> _Exercise details_: For each statement below, state whether it agrees with the text on the funeral of Ralph Denny Sr., answering yes or no and quoting the words of the text that decide it. 1. More than 350 people attended the funeral. 2. Ralph Denny came from Tennessee to serve in the Air Force. 3. After his military service, Ralph Denny worked as a Reno firefighter.

> _Source passage_:
★ ★ ★ ★

Saturday, I attended a funeral in a somewhat-cheerful mood. It was a celebration of the life of Ralph Denny Sr., and he would have wanted it that way.
More than 350 people filled First Christian Church’s sanctuary and foyer. Ralph was not a celebrity or public figure, and few such folks were there — just the heart and soul of our communities in abundance.
He was a fine man with such a great and joyous impact over 50 years on so many folks that most came in the same mood as me: sad to see Ralph gone, but feeling so much richer for knowing him, and wanting to celebrate him.
Amid the words of family and friends, my mind wandered to another funeral that had haunted me for some time. It was the service in the 1983 film “The Big Chill” for Alex, the gifted former physics student. He had lost his way in the 1970s, drifted through a series of pointless jobs and experiences, and then committed the suicide that brought his old college friends back together to discover how much they and everything had changed.
The film is considered by some a parable of the Boomer generation born into a seemingly ideal world after World War II and sidetracked by the turmoil of the 1960/70s, before becoming 1980/90s yuppie careerists. (And in this century still trying to decide what to be when we grow up.)
But it also has a timeless focus on the problems of youth and forging one’s identity. The problems are distilled into one question asked in bewilderment about the suicide by the gaunt old preacher who didn’t know Alex but officiated at his funeral: “Are not the pleasures of being a good man among our common men enough to sustain hope?”
Although Ralph Denny was thoughtful and even opinionated about serious matters, he never showed such existential angst.
He was a big old lug with a bald pate and an infectious toothy grin for as long as I knew him. His picture on the coffin showed he was handsome, athletic and radiant when he came here from Kentucky to serve in the Air Force. After service, he was a Reno police officer before becoming an outstanding third-generation cabinet maker and producing five great children — apples who fell right under the tree.
Ralph loved Jesus, God, the church, baseball, trains, fishing, singing — he was a co-founder of the Chorus of the Comstock — travel, woodworking and crafts, football, volunteer work, people and especially children. He was ideal for Kiwanis, the service organization where I met him and which he led actively and enthusiastically. He had a great sense of humor, cheerful as the butt of jokes as well as a purveyor of them.
He embodied exactly what the movie preacher had in mind when he spoke of being a good man among our common men. And the mixed emotions — tears and joy — of scores of such good, productive, cheerful and strong men and women at Ralph’s funeral answered “The Big Chill” question resoundingly.
Afterwards, as Kathy and I hugged his longtime petite companion Nora, I understood. While some people are haunted by demons they can’t escape, for most folks in Nevada’s small towns and rural areas, living as a good person among our common folk not only sustains hope but is what life’s about. Ralph’s beautiful life is a perfect example.
Ron Knecht is an economist, law school graduate and Nevada higher education regent.

★ ★ ★ ★

> _Data provided_:
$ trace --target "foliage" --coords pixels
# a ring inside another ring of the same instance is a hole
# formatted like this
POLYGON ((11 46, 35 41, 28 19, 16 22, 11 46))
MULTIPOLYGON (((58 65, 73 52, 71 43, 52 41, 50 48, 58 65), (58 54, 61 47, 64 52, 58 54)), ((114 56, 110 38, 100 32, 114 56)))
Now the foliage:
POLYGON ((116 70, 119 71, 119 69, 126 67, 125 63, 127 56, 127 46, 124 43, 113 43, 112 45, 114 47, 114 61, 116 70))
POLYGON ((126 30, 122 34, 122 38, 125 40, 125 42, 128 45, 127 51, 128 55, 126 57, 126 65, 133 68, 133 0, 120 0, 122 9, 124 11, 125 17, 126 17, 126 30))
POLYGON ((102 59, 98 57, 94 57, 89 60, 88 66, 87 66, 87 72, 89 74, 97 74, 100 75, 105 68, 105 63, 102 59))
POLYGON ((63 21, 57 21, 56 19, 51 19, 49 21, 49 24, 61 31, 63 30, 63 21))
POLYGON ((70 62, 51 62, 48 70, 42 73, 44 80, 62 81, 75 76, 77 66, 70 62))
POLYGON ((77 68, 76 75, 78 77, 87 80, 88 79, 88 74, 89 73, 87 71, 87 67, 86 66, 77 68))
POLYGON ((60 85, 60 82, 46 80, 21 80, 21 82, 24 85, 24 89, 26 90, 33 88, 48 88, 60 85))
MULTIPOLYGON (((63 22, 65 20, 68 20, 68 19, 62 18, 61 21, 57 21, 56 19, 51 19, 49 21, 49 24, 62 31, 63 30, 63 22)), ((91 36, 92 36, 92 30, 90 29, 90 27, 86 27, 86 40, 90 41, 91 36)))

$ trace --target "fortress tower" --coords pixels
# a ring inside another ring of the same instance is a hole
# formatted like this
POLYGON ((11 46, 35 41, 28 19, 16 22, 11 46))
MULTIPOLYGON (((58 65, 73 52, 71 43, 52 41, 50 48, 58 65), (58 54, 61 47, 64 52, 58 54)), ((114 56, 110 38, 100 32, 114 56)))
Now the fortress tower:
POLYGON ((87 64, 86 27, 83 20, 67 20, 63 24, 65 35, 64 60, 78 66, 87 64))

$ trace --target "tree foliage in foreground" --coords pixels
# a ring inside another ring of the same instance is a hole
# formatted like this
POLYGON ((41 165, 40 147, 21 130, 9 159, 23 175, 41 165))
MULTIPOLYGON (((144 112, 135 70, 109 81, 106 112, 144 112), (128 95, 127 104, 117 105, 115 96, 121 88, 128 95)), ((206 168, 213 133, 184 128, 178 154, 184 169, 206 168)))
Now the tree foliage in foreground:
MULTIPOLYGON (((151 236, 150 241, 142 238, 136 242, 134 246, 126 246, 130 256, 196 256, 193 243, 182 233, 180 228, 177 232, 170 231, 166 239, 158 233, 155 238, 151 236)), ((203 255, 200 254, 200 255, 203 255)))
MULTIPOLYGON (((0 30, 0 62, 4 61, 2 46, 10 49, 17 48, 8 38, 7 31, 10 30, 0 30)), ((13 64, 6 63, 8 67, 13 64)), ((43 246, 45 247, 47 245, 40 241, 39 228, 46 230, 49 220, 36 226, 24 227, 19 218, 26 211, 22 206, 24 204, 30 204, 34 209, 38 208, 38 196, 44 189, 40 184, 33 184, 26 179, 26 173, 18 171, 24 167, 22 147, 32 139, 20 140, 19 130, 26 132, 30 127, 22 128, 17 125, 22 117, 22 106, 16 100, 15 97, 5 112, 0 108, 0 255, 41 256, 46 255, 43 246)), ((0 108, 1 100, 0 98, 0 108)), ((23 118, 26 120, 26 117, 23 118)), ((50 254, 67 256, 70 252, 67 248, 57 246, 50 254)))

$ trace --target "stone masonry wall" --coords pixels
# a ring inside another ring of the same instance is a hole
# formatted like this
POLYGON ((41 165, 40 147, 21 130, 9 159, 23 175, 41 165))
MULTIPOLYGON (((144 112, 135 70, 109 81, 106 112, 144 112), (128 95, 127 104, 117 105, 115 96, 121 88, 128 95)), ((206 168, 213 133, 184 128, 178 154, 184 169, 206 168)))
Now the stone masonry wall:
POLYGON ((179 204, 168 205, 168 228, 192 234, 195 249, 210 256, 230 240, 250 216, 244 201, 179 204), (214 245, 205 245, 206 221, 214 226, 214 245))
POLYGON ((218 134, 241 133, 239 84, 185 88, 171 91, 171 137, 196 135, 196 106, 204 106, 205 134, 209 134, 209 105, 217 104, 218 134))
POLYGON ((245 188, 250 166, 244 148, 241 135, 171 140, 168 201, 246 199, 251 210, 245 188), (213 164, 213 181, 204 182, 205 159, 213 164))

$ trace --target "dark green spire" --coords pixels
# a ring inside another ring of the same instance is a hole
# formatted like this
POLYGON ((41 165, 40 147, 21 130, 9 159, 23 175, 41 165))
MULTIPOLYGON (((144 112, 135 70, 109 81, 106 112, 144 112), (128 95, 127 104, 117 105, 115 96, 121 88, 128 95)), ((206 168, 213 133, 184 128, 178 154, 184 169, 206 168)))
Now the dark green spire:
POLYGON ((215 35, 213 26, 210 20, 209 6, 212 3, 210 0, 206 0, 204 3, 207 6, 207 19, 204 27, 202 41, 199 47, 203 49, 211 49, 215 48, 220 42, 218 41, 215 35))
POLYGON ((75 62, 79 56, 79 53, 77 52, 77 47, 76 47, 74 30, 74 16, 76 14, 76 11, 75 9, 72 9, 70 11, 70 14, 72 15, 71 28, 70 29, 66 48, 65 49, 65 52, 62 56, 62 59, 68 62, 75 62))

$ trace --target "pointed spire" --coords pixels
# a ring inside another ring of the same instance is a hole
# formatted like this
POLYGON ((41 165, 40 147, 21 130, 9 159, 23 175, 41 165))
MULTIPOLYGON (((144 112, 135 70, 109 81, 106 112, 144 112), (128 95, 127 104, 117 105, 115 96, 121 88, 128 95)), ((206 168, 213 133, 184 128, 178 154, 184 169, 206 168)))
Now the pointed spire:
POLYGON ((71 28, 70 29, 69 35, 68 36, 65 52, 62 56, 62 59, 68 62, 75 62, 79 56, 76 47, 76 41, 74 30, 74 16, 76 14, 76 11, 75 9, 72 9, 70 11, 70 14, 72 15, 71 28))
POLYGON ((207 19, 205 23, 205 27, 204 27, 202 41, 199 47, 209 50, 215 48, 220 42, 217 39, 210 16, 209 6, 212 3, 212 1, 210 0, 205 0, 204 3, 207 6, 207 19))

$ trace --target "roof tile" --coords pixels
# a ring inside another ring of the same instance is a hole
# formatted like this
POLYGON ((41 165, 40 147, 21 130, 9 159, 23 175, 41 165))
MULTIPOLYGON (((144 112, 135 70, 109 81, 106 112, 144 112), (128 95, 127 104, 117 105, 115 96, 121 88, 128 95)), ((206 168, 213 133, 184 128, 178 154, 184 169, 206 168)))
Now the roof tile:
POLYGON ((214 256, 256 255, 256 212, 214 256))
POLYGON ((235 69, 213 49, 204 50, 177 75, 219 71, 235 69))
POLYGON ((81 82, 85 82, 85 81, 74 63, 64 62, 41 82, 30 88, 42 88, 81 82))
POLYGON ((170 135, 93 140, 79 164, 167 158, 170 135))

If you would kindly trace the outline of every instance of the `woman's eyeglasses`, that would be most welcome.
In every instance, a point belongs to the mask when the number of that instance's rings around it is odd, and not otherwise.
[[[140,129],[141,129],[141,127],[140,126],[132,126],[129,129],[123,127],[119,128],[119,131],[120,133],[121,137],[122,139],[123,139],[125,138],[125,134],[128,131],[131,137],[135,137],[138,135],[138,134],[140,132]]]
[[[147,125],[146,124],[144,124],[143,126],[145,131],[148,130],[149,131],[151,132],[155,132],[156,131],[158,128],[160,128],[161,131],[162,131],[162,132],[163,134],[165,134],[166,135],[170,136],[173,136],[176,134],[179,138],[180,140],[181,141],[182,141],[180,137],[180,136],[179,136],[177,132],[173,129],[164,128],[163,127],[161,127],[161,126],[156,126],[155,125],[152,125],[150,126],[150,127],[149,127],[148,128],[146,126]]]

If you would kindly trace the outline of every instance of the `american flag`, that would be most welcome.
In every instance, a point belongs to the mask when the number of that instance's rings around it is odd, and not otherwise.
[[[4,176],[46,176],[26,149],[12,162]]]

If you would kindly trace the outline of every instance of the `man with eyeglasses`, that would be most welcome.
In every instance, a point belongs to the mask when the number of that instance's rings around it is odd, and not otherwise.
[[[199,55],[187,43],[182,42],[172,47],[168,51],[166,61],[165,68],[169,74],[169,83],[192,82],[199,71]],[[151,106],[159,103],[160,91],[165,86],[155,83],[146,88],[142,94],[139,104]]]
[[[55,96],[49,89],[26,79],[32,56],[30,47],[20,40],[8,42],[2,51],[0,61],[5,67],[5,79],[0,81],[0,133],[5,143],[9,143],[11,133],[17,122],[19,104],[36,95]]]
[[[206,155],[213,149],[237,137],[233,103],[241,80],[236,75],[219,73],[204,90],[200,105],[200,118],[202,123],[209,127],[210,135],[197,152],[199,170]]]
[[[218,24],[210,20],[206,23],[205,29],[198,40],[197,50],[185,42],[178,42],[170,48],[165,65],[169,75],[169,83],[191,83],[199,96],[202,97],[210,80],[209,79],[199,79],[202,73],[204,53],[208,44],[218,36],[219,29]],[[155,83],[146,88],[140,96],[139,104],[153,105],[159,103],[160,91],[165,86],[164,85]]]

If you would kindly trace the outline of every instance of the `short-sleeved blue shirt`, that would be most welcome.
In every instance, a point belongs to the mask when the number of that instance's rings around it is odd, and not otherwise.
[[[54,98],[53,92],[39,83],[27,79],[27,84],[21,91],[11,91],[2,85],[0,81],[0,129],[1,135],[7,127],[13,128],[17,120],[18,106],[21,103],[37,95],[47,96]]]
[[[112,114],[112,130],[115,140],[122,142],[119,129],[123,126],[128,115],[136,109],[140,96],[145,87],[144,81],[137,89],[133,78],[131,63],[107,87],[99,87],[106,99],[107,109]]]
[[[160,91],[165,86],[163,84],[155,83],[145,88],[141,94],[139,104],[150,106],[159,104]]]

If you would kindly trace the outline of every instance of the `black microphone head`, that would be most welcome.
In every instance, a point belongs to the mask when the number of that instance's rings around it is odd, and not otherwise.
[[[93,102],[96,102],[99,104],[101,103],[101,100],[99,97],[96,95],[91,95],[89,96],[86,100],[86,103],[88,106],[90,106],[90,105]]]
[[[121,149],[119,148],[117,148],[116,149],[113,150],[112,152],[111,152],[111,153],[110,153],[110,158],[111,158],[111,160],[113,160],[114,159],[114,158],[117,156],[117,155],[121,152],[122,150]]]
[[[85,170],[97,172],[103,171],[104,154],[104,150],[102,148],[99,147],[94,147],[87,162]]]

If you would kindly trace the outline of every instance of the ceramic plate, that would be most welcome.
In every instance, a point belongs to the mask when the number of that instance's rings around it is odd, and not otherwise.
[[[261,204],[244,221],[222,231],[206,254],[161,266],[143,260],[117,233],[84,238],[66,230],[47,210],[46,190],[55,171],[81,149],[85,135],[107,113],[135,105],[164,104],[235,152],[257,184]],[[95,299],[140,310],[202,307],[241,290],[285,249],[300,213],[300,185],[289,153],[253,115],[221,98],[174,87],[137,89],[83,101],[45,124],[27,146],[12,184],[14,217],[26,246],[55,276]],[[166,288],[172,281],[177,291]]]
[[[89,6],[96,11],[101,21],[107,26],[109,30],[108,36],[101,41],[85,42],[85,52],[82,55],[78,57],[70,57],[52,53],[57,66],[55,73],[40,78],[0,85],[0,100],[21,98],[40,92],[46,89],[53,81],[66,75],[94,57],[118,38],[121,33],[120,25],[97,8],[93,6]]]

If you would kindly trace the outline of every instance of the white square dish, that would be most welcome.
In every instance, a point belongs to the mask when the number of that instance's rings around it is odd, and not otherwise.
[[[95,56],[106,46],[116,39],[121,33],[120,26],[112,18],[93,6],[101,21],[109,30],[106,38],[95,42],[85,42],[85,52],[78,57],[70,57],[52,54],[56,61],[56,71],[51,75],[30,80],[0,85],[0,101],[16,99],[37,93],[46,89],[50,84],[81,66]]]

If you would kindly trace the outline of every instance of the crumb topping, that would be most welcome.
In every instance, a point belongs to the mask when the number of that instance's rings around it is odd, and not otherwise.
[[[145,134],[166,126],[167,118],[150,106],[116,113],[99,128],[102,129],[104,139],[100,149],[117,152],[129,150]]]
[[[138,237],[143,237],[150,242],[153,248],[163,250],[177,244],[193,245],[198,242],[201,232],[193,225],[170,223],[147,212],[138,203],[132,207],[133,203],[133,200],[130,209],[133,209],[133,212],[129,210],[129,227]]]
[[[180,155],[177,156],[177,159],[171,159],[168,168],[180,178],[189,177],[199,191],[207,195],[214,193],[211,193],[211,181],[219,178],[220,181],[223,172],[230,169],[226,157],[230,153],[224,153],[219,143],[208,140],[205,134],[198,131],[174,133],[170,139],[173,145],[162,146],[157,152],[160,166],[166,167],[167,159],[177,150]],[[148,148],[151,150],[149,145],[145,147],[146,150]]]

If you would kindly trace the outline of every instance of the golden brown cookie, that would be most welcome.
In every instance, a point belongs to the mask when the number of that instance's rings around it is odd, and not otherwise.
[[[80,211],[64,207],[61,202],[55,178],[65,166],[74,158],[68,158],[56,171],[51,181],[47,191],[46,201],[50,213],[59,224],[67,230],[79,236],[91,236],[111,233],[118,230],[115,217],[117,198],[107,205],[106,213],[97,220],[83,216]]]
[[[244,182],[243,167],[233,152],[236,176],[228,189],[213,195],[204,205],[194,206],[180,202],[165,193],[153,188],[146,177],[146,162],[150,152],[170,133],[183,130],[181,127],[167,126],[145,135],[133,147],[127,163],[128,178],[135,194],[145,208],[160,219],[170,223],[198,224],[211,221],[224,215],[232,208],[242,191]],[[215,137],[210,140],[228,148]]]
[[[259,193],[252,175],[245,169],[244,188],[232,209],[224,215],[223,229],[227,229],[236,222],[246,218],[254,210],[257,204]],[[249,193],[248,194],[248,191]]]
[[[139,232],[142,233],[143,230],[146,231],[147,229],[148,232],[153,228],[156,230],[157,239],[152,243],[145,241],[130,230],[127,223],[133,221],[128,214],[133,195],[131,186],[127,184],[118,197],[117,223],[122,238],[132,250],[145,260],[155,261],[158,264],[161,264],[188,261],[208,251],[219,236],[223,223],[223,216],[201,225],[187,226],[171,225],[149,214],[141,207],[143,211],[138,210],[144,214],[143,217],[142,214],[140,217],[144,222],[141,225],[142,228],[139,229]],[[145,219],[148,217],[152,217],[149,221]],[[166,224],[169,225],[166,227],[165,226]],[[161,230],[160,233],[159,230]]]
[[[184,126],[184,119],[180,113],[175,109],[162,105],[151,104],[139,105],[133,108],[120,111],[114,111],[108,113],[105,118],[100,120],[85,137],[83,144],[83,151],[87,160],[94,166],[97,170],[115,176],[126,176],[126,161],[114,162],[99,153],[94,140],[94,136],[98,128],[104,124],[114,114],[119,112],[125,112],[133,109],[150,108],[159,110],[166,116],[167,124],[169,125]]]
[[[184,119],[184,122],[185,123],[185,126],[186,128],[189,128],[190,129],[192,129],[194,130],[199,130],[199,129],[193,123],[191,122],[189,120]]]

★ ★ ★ ★

> _Exercise answer_:
1. Yes: "More than 350 people filled First Christian Church’s sanctuary and foyer."
2. No: "when he came here from Kentucky to serve in the Air Force."
3. No: "After service, he was a Reno police officer"